◆ **WHAT YOU ARE ASKED TO DO**:
Please print the stretch of lines below, from the first one through the line that contains "column 816, row 684", word for word with both ends included.

━━━━━━━━━━━━━━━━━━━━

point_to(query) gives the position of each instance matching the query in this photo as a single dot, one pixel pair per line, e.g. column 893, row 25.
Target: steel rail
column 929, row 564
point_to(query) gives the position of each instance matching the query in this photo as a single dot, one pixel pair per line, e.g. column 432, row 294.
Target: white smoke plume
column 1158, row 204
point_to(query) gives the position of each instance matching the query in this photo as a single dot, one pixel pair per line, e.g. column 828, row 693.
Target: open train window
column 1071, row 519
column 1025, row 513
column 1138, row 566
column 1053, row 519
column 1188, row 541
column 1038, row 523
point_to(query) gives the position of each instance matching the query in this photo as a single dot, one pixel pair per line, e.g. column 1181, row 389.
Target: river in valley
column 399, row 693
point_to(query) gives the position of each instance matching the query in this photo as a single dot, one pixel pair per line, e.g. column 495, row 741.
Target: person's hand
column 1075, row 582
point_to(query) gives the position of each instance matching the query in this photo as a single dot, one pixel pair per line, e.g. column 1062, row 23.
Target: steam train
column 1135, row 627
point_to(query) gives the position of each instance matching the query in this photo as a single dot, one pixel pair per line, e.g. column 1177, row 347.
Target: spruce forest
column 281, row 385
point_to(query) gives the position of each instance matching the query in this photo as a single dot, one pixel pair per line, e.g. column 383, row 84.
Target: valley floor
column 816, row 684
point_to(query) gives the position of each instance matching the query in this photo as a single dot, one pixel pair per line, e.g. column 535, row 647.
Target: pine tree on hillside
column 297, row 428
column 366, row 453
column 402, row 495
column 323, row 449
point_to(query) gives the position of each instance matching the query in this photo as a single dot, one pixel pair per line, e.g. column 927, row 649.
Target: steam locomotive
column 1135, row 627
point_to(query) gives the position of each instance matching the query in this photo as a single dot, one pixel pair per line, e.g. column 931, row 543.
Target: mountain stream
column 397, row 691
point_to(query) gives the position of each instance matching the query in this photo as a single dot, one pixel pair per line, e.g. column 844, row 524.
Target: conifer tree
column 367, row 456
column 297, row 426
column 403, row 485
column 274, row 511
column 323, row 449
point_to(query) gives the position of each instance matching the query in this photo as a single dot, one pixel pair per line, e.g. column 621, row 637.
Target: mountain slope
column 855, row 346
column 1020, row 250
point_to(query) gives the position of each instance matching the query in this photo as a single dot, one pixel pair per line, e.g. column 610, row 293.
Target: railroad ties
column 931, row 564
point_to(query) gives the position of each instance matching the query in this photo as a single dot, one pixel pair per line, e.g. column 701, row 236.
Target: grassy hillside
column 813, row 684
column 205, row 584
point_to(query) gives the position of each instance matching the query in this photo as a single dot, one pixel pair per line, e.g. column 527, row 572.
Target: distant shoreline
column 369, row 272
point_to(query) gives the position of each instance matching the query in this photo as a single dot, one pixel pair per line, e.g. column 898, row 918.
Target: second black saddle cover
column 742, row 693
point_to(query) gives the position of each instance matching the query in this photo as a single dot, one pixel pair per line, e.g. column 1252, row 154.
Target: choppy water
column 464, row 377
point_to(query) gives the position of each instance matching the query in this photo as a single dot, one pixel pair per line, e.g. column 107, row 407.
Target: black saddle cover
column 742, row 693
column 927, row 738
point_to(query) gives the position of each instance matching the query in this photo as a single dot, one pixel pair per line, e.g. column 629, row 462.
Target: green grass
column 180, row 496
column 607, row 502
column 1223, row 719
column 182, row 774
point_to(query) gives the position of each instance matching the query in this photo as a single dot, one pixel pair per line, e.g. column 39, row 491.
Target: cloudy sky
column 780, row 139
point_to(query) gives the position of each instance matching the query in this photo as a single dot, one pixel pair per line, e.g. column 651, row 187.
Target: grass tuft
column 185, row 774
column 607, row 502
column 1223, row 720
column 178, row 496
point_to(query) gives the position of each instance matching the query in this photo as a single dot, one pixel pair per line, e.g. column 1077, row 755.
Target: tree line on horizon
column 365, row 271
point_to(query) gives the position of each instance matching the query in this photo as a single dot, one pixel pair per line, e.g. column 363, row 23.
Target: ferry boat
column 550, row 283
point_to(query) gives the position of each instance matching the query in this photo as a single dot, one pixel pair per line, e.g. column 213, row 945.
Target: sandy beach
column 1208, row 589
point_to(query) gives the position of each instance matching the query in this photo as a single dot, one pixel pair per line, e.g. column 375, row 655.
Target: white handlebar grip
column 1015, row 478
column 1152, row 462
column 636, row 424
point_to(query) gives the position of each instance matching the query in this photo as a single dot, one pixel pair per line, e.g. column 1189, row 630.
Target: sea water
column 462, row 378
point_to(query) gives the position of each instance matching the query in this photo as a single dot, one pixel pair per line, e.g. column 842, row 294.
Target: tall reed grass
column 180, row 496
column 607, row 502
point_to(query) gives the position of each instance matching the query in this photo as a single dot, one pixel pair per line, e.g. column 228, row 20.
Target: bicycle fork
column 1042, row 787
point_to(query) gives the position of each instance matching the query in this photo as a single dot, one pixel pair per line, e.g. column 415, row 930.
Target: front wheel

━━━━━━━━━━━━━━━━━━━━

◆ **WRITTEN SOLUTION**:
point_to(query) gives the position of each instance matching the query in this photo as a single dot, one pixel pair per line, e.g. column 893, row 25.
Target: steel rail
column 929, row 564
point_to(query) gives the position of each instance matching the query in this photo as a single dot, one pixel pair per line, e.g. column 432, row 294.
Target: white smoke plume
column 1158, row 204
point_to(query) gives the position of each instance matching the query in this photo as a single dot, one pixel pair per line, e.g. column 828, row 693.
Target: open train window
column 1071, row 519
column 1025, row 513
column 1138, row 566
column 1053, row 519
column 1188, row 541
column 1038, row 523
point_to(query) gives the position of each instance matching the query in this photo as a single dot, one pixel pair per line, e.g. column 1181, row 389.
Target: river in valley
column 399, row 693
point_to(query) gives the position of each instance matching the query in this photo as a single dot, one pixel pair per line, e.g. column 495, row 741.
Target: person's hand
column 1075, row 582
point_to(query) gives the position of each instance matching the query in this photo as a single dot, one pixel pair per line, e.g. column 1062, row 23.
Target: steam train
column 1135, row 627
point_to(query) gives the position of each instance matching the query in this photo as a single dot, one pixel pair per line, e.g. column 1177, row 347.
Target: spruce forest
column 281, row 385
point_to(query) gives the position of each instance matching the query in this photo as a single dot, one pixel pair per line, e.g. column 383, row 84.
Target: valley floor
column 816, row 684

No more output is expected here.